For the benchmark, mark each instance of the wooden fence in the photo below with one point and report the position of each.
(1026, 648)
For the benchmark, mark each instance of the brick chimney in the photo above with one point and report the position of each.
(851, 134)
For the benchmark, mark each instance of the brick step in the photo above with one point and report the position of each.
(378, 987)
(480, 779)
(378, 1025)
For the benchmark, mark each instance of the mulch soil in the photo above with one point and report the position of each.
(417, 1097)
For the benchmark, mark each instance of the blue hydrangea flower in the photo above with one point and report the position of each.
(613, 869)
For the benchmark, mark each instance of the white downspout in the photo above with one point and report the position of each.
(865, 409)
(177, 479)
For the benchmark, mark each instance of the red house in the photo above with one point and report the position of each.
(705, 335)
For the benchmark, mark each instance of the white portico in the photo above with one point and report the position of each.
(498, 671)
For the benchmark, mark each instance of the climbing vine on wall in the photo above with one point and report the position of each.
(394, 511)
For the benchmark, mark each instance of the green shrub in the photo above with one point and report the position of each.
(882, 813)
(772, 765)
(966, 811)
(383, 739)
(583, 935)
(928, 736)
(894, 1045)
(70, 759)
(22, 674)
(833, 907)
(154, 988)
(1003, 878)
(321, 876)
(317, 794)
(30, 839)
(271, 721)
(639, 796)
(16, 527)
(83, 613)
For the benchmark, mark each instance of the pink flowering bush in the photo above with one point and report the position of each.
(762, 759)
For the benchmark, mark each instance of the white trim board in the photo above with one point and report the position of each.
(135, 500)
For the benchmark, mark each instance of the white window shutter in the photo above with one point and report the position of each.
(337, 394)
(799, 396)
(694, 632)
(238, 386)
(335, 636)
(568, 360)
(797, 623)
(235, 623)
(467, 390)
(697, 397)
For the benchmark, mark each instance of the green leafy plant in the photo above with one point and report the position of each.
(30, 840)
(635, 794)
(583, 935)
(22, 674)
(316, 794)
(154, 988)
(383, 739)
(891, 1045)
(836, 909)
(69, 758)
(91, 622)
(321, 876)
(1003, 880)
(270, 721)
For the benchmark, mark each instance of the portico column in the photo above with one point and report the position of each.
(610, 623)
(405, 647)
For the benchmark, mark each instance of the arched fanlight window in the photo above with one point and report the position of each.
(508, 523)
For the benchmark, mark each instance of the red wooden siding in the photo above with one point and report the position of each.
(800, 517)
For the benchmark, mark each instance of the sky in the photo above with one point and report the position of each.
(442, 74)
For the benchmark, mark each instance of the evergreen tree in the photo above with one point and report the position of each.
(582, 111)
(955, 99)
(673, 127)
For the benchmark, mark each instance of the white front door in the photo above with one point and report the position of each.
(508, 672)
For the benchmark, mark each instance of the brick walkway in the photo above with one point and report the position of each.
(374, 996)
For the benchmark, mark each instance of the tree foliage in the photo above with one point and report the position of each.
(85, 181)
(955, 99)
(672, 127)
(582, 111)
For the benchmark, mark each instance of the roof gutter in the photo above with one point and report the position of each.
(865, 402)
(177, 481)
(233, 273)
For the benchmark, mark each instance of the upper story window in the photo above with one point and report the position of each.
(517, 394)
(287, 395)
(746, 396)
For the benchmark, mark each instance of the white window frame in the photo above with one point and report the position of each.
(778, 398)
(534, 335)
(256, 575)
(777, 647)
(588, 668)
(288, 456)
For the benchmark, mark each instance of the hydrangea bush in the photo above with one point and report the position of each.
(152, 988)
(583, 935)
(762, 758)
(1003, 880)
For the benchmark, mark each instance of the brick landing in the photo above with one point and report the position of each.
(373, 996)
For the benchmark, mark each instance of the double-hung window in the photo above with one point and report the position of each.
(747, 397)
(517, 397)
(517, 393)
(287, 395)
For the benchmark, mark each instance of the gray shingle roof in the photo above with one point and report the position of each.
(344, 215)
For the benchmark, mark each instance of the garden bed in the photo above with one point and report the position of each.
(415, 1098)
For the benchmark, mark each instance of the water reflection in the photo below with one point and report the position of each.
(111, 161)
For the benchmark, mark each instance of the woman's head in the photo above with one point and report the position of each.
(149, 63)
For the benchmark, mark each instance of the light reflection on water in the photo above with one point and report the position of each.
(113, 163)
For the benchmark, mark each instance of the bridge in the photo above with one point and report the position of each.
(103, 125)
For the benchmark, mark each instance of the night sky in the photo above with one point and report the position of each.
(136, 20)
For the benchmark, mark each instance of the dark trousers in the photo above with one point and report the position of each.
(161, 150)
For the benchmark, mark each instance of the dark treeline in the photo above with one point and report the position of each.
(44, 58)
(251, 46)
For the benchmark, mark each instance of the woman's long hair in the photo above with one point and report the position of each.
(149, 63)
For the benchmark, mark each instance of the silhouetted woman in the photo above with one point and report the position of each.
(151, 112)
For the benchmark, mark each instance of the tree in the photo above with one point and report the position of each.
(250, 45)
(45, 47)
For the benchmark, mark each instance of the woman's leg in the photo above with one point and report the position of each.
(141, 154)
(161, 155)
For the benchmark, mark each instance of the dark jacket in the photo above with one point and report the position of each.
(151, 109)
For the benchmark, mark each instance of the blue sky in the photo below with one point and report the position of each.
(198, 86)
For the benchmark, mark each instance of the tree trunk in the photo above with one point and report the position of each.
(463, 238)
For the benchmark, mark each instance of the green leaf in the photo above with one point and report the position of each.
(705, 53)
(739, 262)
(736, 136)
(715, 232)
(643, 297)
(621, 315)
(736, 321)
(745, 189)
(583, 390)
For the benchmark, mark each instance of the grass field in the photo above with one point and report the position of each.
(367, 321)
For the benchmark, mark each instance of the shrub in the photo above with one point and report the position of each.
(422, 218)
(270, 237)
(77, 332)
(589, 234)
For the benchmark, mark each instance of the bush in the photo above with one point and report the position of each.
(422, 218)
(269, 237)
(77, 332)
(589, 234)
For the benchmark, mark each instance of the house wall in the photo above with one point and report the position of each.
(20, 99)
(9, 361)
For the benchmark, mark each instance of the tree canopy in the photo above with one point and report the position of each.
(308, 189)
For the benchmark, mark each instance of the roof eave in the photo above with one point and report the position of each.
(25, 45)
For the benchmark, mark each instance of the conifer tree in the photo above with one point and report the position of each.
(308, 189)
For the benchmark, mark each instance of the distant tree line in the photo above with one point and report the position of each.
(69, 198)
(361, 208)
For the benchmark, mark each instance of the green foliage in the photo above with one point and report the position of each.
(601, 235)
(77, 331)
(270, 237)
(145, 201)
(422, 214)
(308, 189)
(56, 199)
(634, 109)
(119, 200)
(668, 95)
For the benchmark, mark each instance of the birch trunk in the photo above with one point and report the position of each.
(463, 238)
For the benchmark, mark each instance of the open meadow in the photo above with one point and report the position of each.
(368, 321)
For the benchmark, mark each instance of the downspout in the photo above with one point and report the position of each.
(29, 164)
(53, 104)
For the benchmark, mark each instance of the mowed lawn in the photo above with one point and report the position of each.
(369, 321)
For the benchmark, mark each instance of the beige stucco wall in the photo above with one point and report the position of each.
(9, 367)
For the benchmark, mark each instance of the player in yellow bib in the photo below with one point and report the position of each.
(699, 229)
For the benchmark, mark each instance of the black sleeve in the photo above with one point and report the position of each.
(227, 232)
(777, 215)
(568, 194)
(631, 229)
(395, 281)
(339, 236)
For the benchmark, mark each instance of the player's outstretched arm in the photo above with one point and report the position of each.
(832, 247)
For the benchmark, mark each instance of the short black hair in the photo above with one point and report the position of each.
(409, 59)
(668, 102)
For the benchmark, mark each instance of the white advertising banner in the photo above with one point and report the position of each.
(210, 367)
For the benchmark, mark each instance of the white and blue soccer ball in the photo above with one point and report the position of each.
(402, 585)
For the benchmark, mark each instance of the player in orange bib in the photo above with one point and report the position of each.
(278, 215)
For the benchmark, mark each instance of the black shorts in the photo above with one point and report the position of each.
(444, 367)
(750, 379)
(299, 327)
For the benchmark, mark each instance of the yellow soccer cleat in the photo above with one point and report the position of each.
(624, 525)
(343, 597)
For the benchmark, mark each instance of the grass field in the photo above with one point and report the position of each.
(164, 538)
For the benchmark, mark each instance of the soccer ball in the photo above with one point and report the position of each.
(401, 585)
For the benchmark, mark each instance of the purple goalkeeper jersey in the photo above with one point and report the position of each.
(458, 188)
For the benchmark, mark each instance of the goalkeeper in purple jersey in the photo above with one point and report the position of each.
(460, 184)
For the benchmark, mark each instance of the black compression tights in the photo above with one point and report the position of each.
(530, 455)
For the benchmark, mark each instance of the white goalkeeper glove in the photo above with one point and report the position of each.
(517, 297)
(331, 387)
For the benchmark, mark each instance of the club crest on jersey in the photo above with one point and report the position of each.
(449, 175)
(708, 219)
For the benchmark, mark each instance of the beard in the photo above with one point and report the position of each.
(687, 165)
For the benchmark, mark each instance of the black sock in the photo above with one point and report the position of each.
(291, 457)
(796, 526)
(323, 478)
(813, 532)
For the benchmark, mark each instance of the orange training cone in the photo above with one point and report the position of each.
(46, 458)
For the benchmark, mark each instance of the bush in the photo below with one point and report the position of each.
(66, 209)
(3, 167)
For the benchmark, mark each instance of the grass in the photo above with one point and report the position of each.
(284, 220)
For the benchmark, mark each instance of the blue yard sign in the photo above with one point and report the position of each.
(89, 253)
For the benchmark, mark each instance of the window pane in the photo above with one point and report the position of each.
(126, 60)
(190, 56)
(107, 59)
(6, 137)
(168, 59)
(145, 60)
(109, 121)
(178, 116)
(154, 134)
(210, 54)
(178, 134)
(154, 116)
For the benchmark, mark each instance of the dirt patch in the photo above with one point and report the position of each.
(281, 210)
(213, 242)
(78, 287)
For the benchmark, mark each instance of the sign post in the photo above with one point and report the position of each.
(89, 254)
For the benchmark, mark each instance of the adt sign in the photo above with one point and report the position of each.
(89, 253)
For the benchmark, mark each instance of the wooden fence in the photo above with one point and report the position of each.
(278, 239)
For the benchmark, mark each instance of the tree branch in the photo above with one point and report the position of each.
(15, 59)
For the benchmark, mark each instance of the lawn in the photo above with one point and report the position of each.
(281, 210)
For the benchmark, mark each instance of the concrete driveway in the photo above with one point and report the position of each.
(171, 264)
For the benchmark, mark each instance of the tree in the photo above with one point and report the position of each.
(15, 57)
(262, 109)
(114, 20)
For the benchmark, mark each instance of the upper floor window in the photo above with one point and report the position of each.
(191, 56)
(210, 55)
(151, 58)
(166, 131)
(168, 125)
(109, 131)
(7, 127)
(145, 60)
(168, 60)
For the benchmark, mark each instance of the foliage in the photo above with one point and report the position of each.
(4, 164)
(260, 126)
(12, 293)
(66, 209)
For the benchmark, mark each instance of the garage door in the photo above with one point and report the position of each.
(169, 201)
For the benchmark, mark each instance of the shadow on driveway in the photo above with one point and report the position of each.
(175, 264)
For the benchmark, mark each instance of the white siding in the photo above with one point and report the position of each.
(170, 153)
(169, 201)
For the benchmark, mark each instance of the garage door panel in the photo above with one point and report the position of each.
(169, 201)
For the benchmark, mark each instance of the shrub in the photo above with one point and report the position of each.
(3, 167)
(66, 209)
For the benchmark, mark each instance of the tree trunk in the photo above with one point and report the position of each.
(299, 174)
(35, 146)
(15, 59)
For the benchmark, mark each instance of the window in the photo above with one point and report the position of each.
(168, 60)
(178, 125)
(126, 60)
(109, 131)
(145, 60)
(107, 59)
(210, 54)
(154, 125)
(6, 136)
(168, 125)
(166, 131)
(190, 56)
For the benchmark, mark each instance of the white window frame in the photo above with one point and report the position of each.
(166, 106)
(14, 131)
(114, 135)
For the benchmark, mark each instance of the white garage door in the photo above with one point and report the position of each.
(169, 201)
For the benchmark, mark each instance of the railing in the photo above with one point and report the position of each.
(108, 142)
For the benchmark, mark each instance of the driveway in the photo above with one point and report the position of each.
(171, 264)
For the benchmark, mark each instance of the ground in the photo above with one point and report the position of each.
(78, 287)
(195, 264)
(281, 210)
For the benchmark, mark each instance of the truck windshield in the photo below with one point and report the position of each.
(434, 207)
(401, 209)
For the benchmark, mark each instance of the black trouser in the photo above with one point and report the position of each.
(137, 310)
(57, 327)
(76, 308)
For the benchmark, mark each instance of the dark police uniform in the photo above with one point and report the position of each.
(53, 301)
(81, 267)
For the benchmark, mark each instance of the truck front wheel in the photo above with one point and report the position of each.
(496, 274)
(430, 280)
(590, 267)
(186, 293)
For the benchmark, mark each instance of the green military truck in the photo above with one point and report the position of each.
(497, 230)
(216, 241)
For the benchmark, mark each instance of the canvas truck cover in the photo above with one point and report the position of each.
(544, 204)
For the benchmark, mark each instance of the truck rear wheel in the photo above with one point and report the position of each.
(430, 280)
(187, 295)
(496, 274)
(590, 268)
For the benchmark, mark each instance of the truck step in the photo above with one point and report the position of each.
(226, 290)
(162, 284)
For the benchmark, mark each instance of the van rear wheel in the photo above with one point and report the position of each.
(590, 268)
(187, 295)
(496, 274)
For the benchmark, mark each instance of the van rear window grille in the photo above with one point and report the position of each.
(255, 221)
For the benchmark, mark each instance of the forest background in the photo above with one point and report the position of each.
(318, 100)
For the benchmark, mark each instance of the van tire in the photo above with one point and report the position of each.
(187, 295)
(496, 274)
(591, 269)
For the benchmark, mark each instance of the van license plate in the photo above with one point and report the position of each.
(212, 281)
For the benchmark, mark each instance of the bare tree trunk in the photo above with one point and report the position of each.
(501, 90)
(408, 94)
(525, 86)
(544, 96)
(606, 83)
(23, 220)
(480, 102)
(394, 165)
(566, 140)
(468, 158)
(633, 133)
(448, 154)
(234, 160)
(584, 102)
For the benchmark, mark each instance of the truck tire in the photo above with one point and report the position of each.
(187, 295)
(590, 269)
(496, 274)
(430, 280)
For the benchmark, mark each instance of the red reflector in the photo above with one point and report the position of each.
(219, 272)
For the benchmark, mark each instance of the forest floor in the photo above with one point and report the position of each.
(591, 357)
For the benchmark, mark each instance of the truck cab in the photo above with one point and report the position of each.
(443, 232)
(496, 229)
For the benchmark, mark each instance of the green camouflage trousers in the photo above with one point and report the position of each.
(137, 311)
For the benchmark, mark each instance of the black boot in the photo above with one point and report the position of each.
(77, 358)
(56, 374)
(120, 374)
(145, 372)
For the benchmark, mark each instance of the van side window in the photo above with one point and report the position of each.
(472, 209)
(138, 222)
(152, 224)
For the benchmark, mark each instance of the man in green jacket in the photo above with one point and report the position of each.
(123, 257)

* **DIRECTION**
Reproduce the records from their start through the line containing "(1026, 648)", inclusive. Leave the request lines unchanged, and multiply each coordinate in the answer points by 0.6, rounding to whole numbers with halves rounded up.

* **SOLUTION TO THIS TASK**
For the benchmark, mark each instance of the wooden fence in the photo below with one point and report the position of each.
(616, 389)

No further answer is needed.